Task 1:
For each statement, say yes or no to whether the blog excerpt agrees with it, and quote the deciding words from the excerpt. (a) The writer is ending the year on a road trip to east Java. (b) The no-code project the writer is trying to create is a to-do list app. (c) The writer's daily cash expenses are already tracked in Google Sheets.
Task 2:
Go on with the blog excerpt about 2019 favourites and a no-code expense tracker, starting after its last sentence.

::: Source passage :::

Last of all is “Skill”. This is a combination of talent, interest, and experience. I probably will not be the best at marketing, but I can be better than I am now (which is zero skill). To be better don’t forget a beginner’s mindset, there is always something more to learn from a skill.

2019 favourites

I’m ending the year on a road trip to east java, going to Bromo mountain and Dad’s home town of Kediri.

Before the dawn of new year 2020 here are some of my favourite things in 2019:

Books
Atomic Habits by James Clear
Make book by Peter Levels

Podcasts
Peter Attia – new podcast discovery for this year, loved the with Dan Harris, Jason Fried, Matthew Walker dan also racing topics.
Derek Shivers – his voice is so soothing, and I like his unconventional point of view
Tim Ferris – talks with kevin rose random show, Neil Gaiman and Jim Collins.
Kevin Rose – Ryan Holiday.
How I built this – Headspace.
Joe Rogan – John Carmack really geeking out and Naval.
Indie Hackers – key values, Tyler Tringas, Jason Fried.
Rework – Matt Mullenweg.
Aresecast extra.
Nouman Ali Khan – essentials of islam.
Go Figure – Gojek topics.
personal collection of podcast episodes I favorited this year.

News letters / blogs / Articles
Ryan Holiday – daily dad

I will add some in a couple of days. I’m writing this in a rest area, this post is not finished, I want to publish it before the new year. 🙂

Scratching an itch with no-code

Trying to create a no-code project, “expense tracker.” 
The goal is to go from concept to working prototype the fastest.

So, the steps for me to create an app with no-code tools:

  • Concept: picking what kind of app I wanted to create
  • Design: quick mockup/wireframe of what the app looks like and what it should do
  • Build: the part where you build the app

Concept

Some background on why “expense tracker”:
I wanted to create something quick and simple but useful for me. I’ve been dabbling with personal finance for a while now, but because of multiple reasons, nothing sticks. 
Stuff I’ve tried
App Based: Money Lover, Wallet, Toshl, a game-based app
Google Sheet
Chat Based: Telegram chat.

The most consistent way for me so far is to use google sheets and update monthly expenses there. But daily cash expenses are still missing, and I don’t know what I’m spending my money daily. One app that helps track my debit card transactions is tillerhq.com

The hypothesis is that most tools have a significant barrier to input. (need to download an app, need to signup, need to fill in a bunch of forms) For this app, we only need a couple of clicks then done. No (variable) reward for input, creating a habit is hard; one thing that could help this action to be more rewarding is to add gamification or variable reward when doing an action.

::: Provided records :::

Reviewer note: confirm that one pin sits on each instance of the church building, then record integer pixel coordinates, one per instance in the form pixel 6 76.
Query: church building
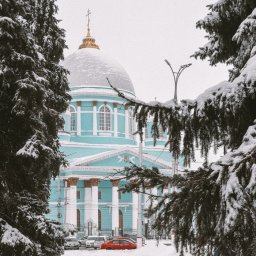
pixel 98 140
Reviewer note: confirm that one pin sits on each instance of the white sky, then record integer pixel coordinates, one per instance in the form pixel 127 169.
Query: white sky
pixel 140 34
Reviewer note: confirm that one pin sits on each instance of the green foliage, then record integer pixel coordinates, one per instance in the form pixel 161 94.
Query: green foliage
pixel 211 211
pixel 33 94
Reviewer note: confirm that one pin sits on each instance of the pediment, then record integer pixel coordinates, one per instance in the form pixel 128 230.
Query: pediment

:::

Answer area 1:
(a) Yes: "I’m ending the year on a road trip to east java"
(b) No: "Trying to create a no-code project, “expense tracker.”"
(c) No: "But daily cash expenses are still missing"

Answer area 2:
Design

I know I’m not much of a designer, but that’s partly the point. You don’t need to have the best design. In the beginning you just need a starting point. 
The first screen, input expense amount screen. Should be simple, the fewer clicks/taps a user can input expense the better. 
The second screen, info that the expense amount has is saved, add a reward for the effort to open the app and add an expense, then give incentive if they want to add category or note to the expense. 
The third screen is a bonus screen to show variable reward with total points the user has and also a quote that changes everytime. From this screen, the user can click a link to add a new expense or see all expenses they have made.
The fourth page shows the list of expenses for the user.

Build

The build phase is usually the part where you decide what development platform you want to build the app/webapp/iOS/Android and using what framework Ralis, Python? For this project, we are going to choose what No-code tool we want to build our app. (Some links to no code tools: https://www.makerpad.co/marketplace). I will be using bubble.is

Challenges of no-code
Some times with code, you feel like creating something with coding skills, even though it is a simple something, it is more rewarding to see the simple something go to live (because the origin was just text). 
With no-code, something working is a given. The output you expect is more than just works, but it should work as expected.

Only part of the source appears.